**SET EXERCISE**
Gather every line of the records below that contains the word "blurred", and copy each one in full.

**DATA FOR THE TASK**
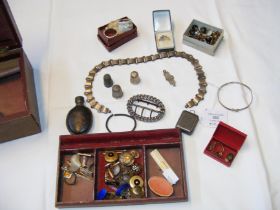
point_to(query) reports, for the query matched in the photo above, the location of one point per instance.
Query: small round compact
(110, 33)
(160, 186)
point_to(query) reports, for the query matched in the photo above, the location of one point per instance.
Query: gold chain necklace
(144, 59)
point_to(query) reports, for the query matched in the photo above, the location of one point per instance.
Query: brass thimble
(117, 91)
(108, 82)
(134, 78)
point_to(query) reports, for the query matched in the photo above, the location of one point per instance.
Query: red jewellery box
(225, 144)
(97, 152)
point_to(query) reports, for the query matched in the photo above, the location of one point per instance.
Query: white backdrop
(60, 41)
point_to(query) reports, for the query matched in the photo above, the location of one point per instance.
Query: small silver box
(200, 45)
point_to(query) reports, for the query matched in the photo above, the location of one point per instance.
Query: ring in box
(19, 115)
(116, 33)
(203, 37)
(225, 144)
(163, 30)
(114, 156)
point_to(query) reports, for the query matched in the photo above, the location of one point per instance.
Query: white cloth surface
(248, 54)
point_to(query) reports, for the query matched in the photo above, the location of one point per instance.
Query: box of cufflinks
(123, 168)
(163, 30)
(18, 106)
(203, 37)
(116, 33)
(225, 144)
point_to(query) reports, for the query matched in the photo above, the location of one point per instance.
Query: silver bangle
(235, 109)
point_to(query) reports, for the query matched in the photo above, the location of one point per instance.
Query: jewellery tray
(114, 42)
(83, 193)
(199, 45)
(163, 25)
(18, 106)
(231, 140)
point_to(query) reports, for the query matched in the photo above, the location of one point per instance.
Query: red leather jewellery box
(86, 192)
(225, 144)
(113, 42)
(19, 115)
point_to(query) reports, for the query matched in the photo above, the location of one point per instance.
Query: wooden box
(19, 115)
(111, 43)
(84, 192)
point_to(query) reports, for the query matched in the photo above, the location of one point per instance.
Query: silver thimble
(117, 91)
(108, 82)
(134, 78)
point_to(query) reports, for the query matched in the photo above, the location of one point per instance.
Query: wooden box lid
(9, 34)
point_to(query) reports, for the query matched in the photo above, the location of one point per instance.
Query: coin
(111, 156)
(136, 181)
(126, 158)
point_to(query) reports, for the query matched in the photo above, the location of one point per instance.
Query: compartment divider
(145, 171)
(94, 173)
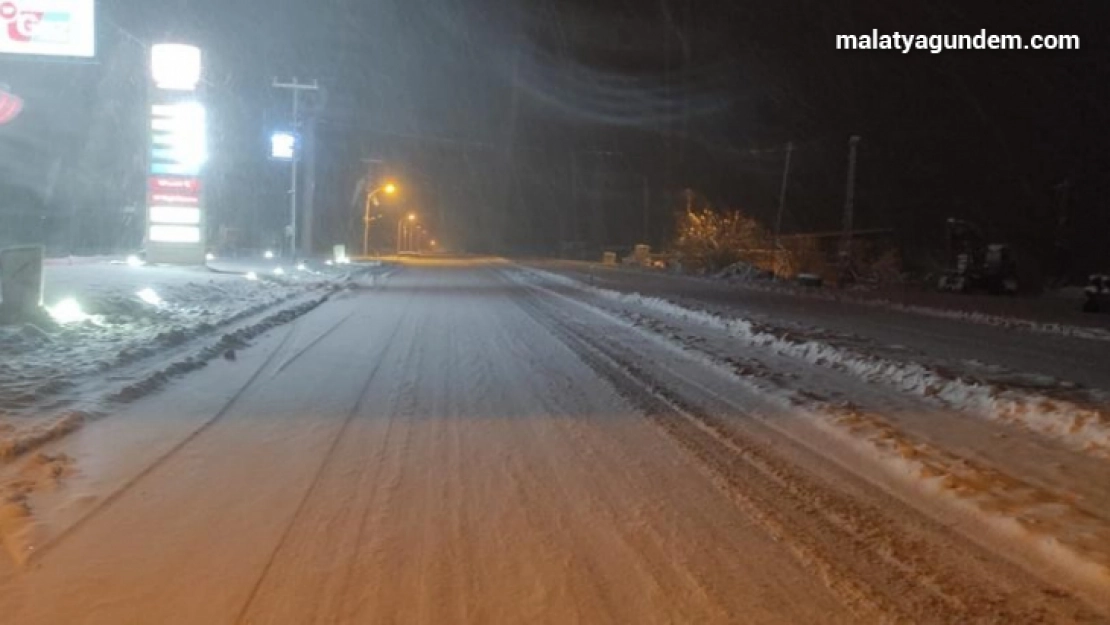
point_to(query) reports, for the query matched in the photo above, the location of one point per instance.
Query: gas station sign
(178, 151)
(51, 28)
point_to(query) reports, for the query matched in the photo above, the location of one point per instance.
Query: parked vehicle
(976, 265)
(1097, 293)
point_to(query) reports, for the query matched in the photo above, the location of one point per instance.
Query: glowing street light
(411, 218)
(389, 189)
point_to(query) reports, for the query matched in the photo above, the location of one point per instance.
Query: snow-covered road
(471, 442)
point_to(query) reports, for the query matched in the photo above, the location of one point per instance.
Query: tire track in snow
(877, 567)
(115, 495)
(329, 456)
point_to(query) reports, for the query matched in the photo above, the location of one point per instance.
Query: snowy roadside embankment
(1080, 422)
(1046, 500)
(1059, 329)
(120, 331)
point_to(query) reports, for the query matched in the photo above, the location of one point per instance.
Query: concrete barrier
(20, 283)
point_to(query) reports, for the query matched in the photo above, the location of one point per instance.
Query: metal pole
(296, 157)
(849, 205)
(365, 227)
(781, 205)
(296, 88)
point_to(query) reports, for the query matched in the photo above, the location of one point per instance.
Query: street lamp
(389, 189)
(401, 222)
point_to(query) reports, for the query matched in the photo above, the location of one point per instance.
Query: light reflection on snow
(67, 311)
(150, 296)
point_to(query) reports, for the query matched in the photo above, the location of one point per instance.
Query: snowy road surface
(466, 442)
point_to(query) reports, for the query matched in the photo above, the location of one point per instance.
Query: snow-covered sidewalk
(119, 325)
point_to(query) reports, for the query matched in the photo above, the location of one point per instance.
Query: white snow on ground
(970, 316)
(123, 315)
(1085, 425)
(1029, 508)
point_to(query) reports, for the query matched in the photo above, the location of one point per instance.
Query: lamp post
(389, 189)
(411, 218)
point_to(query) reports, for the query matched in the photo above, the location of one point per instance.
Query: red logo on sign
(189, 185)
(20, 23)
(10, 107)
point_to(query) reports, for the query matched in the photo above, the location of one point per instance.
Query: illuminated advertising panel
(51, 28)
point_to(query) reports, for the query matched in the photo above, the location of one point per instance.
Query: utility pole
(781, 204)
(296, 88)
(849, 207)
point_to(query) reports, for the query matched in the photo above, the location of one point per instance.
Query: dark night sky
(480, 108)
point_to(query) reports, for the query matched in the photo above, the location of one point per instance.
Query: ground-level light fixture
(282, 145)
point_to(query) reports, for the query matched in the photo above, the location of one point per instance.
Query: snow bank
(1082, 425)
(969, 316)
(132, 320)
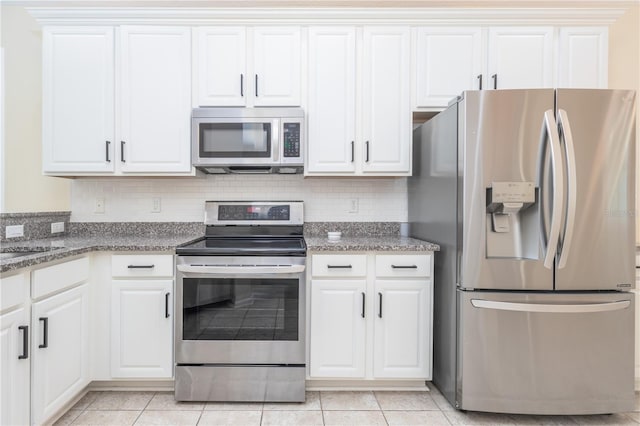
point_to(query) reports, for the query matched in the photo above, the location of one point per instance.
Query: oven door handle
(240, 270)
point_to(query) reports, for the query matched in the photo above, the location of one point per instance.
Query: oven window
(240, 309)
(250, 140)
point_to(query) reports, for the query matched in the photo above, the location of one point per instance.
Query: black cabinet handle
(45, 339)
(25, 341)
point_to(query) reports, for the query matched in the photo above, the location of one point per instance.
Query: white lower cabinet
(142, 316)
(14, 367)
(337, 328)
(371, 320)
(60, 347)
(141, 328)
(402, 329)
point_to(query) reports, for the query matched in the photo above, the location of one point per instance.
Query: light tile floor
(320, 408)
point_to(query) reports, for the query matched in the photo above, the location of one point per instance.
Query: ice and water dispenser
(512, 220)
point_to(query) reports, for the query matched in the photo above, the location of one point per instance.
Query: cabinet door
(276, 66)
(331, 114)
(78, 99)
(338, 329)
(402, 330)
(155, 110)
(386, 104)
(448, 60)
(60, 351)
(520, 58)
(583, 57)
(141, 328)
(14, 368)
(221, 66)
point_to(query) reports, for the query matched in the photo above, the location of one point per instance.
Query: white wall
(182, 199)
(624, 73)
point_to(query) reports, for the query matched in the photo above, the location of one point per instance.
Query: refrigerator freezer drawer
(546, 353)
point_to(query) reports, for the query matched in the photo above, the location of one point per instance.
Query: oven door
(235, 141)
(229, 312)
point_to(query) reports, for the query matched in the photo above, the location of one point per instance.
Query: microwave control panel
(291, 139)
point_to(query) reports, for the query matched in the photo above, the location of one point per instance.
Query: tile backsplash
(35, 225)
(182, 199)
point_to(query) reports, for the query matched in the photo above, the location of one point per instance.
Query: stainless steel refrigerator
(530, 194)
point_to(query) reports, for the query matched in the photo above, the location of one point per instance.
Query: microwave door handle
(275, 141)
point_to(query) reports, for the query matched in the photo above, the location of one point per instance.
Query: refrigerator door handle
(564, 130)
(550, 130)
(551, 308)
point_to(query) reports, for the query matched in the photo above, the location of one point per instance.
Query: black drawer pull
(25, 341)
(45, 339)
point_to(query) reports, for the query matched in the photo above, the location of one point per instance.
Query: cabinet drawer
(142, 265)
(413, 265)
(57, 277)
(338, 265)
(14, 290)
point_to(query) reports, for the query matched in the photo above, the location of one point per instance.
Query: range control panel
(291, 139)
(253, 212)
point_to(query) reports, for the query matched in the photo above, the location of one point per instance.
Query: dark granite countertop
(51, 249)
(382, 243)
(47, 250)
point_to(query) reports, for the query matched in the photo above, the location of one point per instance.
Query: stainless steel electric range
(240, 305)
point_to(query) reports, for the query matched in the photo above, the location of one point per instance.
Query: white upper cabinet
(448, 60)
(520, 58)
(359, 123)
(221, 65)
(155, 113)
(78, 99)
(276, 56)
(149, 93)
(386, 104)
(583, 57)
(332, 99)
(248, 66)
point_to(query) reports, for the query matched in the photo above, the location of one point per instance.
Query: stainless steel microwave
(248, 140)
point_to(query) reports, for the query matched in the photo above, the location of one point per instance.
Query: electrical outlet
(99, 207)
(353, 205)
(155, 205)
(14, 231)
(57, 227)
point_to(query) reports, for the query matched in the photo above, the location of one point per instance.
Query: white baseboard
(366, 385)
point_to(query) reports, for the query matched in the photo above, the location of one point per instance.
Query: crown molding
(325, 16)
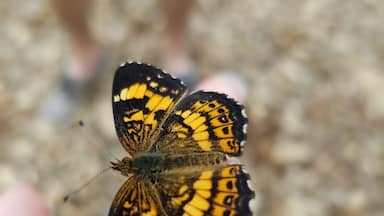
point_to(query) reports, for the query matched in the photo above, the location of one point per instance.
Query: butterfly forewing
(205, 121)
(142, 97)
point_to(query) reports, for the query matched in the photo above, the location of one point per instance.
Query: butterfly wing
(136, 198)
(142, 97)
(205, 121)
(206, 191)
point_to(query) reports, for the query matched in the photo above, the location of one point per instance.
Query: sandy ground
(315, 102)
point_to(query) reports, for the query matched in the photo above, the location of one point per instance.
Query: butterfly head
(124, 166)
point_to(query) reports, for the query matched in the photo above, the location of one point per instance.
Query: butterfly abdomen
(161, 161)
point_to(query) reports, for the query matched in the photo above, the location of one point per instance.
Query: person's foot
(78, 76)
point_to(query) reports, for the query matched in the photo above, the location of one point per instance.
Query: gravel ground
(315, 99)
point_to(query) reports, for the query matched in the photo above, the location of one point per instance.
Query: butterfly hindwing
(142, 97)
(136, 198)
(207, 191)
(205, 121)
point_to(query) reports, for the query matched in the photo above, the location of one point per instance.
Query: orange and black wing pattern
(136, 198)
(142, 97)
(205, 121)
(207, 191)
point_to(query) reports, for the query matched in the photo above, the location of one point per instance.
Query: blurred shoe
(61, 104)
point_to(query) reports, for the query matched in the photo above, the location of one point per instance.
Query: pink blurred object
(22, 201)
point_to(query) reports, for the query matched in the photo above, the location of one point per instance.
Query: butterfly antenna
(70, 195)
(92, 135)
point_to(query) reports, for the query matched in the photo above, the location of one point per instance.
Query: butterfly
(178, 146)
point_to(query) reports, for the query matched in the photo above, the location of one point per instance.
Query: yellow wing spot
(197, 122)
(230, 171)
(148, 93)
(163, 89)
(199, 202)
(205, 193)
(219, 111)
(135, 117)
(164, 104)
(153, 84)
(220, 210)
(116, 98)
(127, 205)
(141, 91)
(178, 200)
(183, 189)
(223, 131)
(175, 91)
(203, 184)
(153, 101)
(227, 185)
(182, 135)
(205, 145)
(123, 94)
(201, 128)
(186, 113)
(192, 210)
(191, 117)
(131, 91)
(229, 145)
(226, 199)
(198, 104)
(206, 175)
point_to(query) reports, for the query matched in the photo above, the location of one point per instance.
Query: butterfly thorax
(148, 162)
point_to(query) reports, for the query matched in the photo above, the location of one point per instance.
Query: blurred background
(315, 98)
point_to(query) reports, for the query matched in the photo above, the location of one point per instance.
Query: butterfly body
(157, 162)
(178, 146)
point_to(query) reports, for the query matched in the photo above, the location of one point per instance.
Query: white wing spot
(244, 113)
(245, 128)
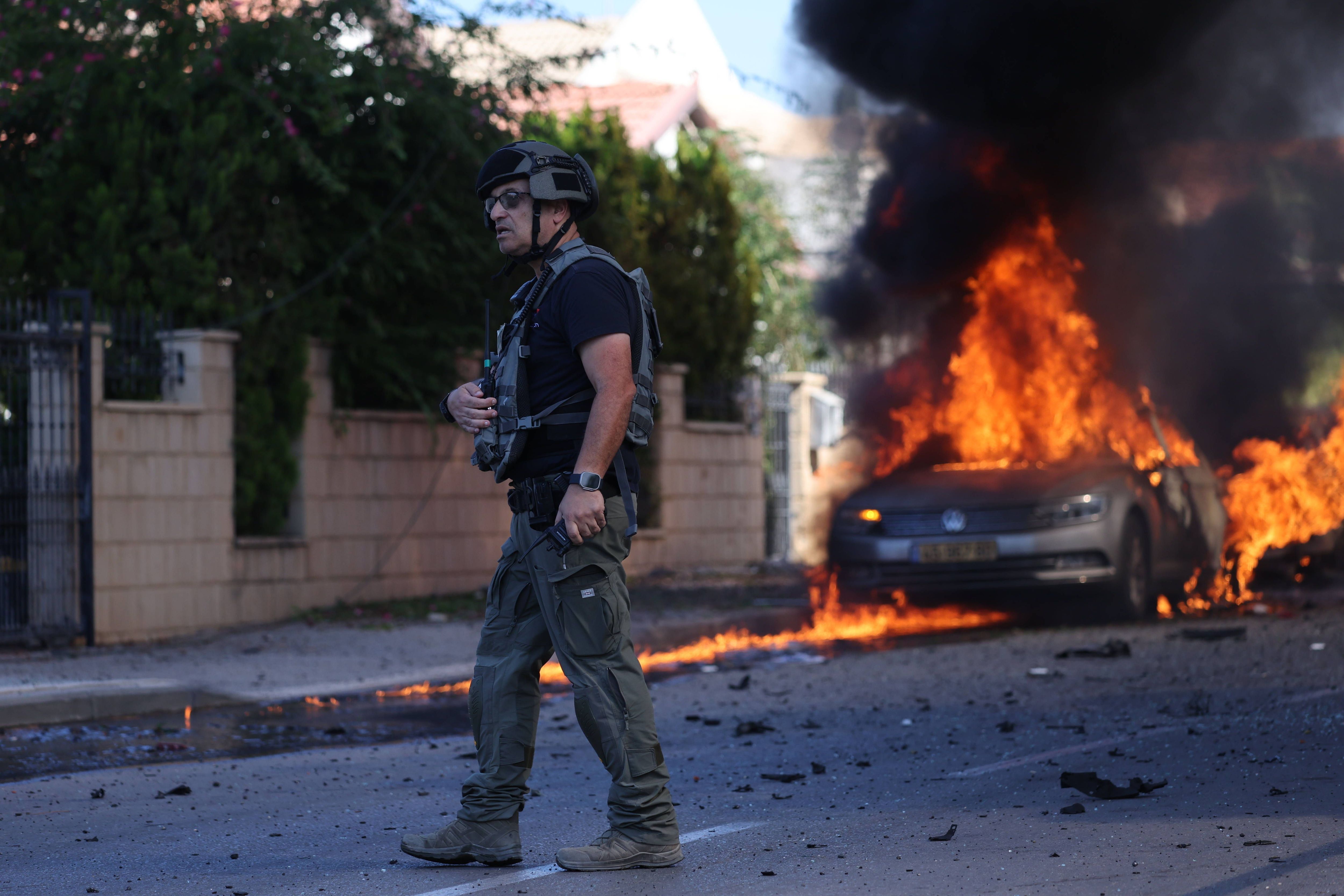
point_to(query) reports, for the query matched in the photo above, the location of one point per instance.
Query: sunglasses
(510, 199)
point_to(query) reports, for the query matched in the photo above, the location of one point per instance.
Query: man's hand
(471, 409)
(582, 512)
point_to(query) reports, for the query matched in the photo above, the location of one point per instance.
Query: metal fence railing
(46, 486)
(134, 359)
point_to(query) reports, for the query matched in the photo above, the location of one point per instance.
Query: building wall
(166, 559)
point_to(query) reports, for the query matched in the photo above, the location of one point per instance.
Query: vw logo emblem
(953, 520)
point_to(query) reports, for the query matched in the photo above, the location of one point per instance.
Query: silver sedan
(1127, 534)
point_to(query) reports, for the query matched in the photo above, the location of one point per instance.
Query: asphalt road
(1248, 734)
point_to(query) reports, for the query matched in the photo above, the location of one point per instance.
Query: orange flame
(1285, 496)
(1029, 382)
(830, 623)
(427, 690)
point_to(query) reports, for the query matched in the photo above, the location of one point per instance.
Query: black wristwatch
(587, 481)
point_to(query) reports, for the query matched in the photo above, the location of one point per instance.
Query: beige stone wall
(167, 562)
(713, 492)
(163, 483)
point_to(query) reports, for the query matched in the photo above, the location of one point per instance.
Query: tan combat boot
(613, 851)
(490, 843)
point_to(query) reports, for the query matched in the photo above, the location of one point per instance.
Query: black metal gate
(775, 429)
(46, 471)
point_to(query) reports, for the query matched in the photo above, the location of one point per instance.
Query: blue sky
(757, 37)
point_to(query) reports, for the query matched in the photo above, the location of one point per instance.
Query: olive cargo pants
(578, 609)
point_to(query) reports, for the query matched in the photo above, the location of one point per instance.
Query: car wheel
(1131, 594)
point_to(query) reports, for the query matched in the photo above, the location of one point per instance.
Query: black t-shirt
(588, 300)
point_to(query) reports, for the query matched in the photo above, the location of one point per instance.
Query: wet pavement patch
(228, 733)
(1113, 649)
(1089, 784)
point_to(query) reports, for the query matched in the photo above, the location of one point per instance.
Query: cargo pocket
(495, 632)
(644, 761)
(588, 612)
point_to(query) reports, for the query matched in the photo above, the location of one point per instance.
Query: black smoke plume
(1189, 152)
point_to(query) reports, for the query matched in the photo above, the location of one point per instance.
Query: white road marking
(1062, 751)
(542, 871)
(1315, 695)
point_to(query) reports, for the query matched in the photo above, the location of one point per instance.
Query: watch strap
(587, 481)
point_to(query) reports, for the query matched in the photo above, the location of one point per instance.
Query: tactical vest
(501, 445)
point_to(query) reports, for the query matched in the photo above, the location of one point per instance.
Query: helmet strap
(537, 252)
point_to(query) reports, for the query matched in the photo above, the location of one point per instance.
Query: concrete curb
(87, 702)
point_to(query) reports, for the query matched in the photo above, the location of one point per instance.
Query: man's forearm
(608, 420)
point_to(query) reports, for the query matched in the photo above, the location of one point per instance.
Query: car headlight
(1084, 508)
(858, 520)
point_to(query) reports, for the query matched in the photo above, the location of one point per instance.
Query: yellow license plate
(959, 553)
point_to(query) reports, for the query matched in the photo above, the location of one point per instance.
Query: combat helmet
(552, 174)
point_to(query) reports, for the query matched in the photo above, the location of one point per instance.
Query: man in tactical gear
(566, 397)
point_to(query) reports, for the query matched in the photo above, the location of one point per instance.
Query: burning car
(1033, 529)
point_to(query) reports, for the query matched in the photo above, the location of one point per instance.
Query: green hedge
(213, 167)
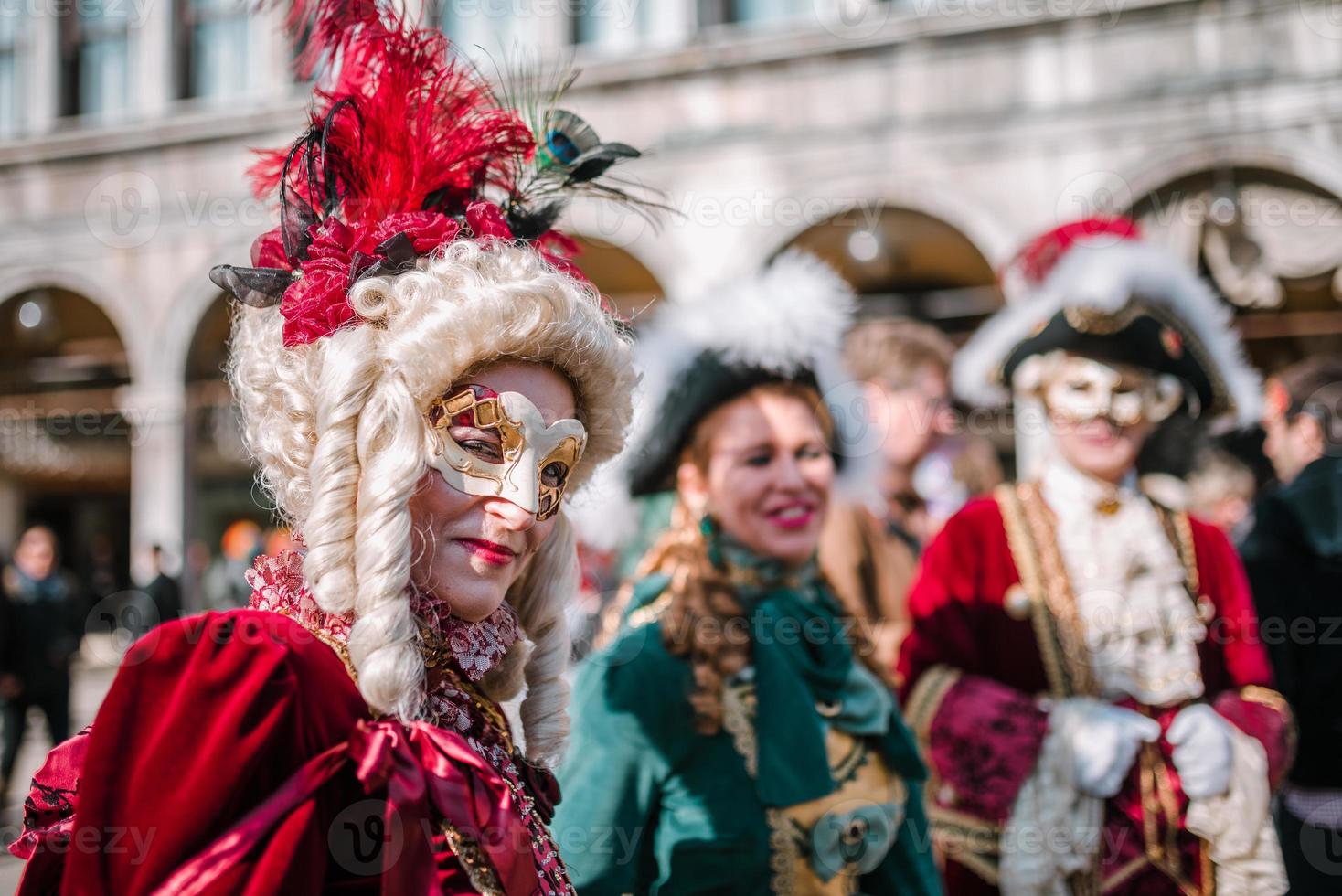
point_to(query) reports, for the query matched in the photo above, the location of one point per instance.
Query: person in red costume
(421, 382)
(1083, 667)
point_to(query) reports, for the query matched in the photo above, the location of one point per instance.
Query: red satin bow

**RESULT**
Query: blurred shoe
Query: pink blurred object
Query: blurred background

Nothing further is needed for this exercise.